* **Instructions for the task**
Show each line from the records below in which the word "matches" occurs.

* **Material provided**
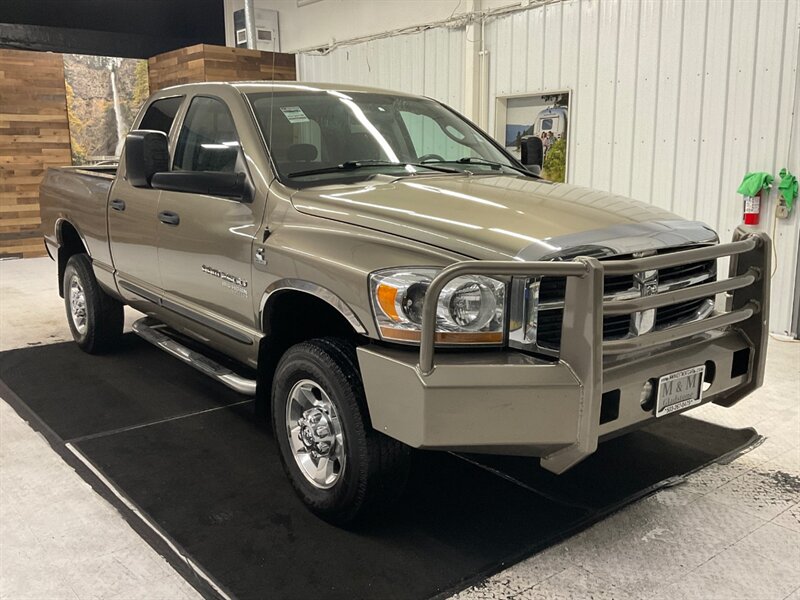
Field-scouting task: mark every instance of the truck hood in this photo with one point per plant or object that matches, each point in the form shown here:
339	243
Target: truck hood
479	216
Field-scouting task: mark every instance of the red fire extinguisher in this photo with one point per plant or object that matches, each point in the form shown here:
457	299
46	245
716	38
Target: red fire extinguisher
752	209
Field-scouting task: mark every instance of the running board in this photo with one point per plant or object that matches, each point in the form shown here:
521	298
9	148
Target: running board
151	330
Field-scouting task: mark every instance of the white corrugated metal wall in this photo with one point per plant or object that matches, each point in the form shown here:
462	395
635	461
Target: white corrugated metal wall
429	63
672	101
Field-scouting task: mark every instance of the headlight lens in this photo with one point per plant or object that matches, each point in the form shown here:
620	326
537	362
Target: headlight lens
471	309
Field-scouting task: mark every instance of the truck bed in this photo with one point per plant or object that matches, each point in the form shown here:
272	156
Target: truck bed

* **Solution to this task**
Field-scouting task: mark every instance of the truck hood in this photo with one point per plant or object that matches, each point in the form shown here:
Field-scouting task: mark every instance of the red fire extinguisher in this photo with one point per plant or object that matches, each point in the form shown here:
Field-scouting task: mark every instance of the running board in this photo with one point per plant or object that matches, each point in the form shown here:
Field-scouting task: mark every instance of the white corrugated metal wall in this photo with one point per plant or object that matches, each point in the form shown here:
Field-scouting task: mark every instance of the headlight lens in this photo with one point per plant or object that matches, each point in the form shown here:
Field-scouting task: mark every instance of the truck bed in this photo with one point per plant or object that matches, each point in the form shown here:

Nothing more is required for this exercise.